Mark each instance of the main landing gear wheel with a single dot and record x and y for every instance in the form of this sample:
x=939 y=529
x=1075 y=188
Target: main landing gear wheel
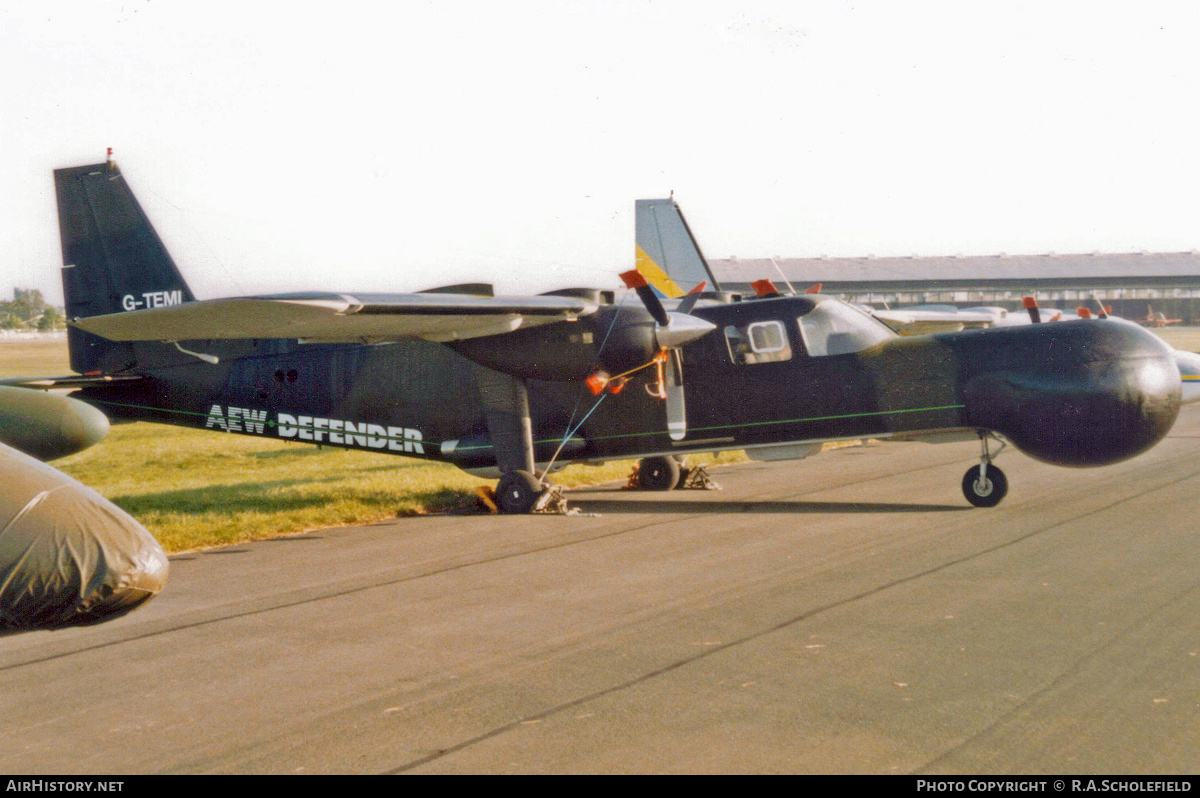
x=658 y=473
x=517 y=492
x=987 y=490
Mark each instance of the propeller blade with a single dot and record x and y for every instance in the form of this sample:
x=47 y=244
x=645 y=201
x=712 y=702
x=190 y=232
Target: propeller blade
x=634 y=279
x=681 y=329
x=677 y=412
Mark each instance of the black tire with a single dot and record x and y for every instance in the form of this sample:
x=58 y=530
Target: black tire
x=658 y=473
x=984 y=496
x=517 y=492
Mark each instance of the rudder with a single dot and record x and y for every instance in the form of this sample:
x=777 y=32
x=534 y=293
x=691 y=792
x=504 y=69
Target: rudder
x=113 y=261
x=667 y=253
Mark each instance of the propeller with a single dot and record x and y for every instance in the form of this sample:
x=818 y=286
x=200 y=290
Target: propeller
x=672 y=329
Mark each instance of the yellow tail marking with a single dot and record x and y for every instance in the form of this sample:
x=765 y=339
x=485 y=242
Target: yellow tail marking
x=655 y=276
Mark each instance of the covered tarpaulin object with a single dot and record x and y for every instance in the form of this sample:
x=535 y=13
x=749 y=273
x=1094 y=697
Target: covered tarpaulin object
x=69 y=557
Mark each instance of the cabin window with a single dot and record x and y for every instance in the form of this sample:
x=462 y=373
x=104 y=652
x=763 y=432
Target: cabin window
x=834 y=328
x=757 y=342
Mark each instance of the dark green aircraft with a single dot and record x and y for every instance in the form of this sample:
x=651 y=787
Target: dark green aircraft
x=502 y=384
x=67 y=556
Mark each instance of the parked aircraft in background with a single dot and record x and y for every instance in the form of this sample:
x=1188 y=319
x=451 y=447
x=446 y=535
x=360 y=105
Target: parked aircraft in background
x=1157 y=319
--
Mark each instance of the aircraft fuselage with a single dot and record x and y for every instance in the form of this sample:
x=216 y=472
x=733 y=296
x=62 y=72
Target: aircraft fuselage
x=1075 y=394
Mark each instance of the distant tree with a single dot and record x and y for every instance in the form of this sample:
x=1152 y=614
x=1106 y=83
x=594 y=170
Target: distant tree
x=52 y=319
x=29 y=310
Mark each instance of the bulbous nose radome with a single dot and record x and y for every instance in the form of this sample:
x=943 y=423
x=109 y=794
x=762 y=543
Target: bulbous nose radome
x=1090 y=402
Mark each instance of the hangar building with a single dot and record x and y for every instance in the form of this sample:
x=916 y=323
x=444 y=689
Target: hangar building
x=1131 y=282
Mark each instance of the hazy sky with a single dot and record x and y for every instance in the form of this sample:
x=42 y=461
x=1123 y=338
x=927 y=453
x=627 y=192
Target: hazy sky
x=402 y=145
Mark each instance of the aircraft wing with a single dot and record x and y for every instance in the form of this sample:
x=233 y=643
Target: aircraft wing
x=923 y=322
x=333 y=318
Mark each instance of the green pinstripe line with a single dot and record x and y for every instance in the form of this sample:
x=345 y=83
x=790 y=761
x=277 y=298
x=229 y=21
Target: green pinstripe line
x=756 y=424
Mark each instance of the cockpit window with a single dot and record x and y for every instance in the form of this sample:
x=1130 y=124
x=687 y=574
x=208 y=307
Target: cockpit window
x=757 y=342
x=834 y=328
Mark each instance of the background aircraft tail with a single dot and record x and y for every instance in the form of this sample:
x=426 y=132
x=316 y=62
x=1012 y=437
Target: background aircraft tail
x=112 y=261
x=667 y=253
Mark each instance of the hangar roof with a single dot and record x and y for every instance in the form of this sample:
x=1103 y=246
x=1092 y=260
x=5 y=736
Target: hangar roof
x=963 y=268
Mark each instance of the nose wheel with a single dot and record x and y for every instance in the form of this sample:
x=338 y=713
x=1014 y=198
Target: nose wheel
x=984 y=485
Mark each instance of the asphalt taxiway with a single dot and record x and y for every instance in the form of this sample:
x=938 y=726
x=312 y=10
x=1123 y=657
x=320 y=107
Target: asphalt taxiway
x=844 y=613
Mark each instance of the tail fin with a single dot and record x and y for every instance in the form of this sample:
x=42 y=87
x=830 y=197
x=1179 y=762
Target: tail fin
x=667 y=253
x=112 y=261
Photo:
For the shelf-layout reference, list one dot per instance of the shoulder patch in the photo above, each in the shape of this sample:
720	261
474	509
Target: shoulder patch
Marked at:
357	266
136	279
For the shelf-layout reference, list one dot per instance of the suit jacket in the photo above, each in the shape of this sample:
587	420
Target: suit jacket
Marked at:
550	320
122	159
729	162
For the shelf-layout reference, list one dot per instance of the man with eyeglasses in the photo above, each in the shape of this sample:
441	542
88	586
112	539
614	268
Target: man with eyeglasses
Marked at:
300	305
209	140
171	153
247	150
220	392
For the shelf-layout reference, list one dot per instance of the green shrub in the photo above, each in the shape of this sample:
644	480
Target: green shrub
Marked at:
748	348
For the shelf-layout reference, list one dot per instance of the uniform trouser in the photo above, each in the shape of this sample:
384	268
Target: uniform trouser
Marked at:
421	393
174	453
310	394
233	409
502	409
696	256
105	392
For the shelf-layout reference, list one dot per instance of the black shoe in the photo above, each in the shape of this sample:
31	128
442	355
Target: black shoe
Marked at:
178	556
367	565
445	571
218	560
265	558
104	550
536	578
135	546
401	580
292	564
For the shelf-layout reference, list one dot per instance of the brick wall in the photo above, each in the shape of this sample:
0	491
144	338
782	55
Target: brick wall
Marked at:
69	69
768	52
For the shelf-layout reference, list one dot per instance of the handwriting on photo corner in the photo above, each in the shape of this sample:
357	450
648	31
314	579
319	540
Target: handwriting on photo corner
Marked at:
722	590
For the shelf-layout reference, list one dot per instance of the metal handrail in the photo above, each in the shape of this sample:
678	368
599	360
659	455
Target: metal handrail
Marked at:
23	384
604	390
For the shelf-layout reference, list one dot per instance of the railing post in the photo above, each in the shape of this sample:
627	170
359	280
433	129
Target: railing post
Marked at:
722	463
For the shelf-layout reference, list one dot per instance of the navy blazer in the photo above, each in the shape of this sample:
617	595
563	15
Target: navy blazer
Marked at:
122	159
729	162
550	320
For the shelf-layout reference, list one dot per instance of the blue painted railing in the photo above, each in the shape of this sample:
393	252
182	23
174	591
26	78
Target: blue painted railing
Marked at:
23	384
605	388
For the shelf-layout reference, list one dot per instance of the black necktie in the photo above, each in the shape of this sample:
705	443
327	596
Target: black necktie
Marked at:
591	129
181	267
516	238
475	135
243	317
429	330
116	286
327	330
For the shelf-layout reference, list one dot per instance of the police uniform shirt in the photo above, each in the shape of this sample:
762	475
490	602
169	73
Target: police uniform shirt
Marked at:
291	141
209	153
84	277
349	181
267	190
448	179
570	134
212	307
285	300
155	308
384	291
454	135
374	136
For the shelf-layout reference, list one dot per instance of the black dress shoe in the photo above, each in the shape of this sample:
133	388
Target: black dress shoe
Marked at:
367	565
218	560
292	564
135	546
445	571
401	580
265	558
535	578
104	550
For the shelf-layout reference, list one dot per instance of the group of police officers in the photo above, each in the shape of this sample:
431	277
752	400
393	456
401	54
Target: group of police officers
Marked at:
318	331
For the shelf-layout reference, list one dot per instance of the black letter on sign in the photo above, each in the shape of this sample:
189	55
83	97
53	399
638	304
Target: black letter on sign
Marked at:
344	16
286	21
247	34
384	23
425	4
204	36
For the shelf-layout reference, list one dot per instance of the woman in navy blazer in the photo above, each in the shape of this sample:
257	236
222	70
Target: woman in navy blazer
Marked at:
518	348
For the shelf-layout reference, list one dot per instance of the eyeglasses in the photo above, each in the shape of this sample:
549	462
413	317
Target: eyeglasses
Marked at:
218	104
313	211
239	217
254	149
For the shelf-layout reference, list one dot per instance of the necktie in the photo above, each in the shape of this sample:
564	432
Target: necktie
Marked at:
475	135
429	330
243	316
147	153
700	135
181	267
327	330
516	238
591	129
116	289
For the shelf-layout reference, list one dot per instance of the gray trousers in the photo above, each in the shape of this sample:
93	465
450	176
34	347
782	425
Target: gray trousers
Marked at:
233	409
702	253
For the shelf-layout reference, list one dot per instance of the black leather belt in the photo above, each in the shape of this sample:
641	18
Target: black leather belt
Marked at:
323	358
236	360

*INSTRUCTIONS TO FOLLOW:* Show all lines of the material in which the word "patch" can be found.

*ANSWER TO THIS EXERCISE:*
For the shelf-layout reference, list one dot per instance of the shoulder patch in the photo above, each in the shape of this sample:
Target: shoulder patch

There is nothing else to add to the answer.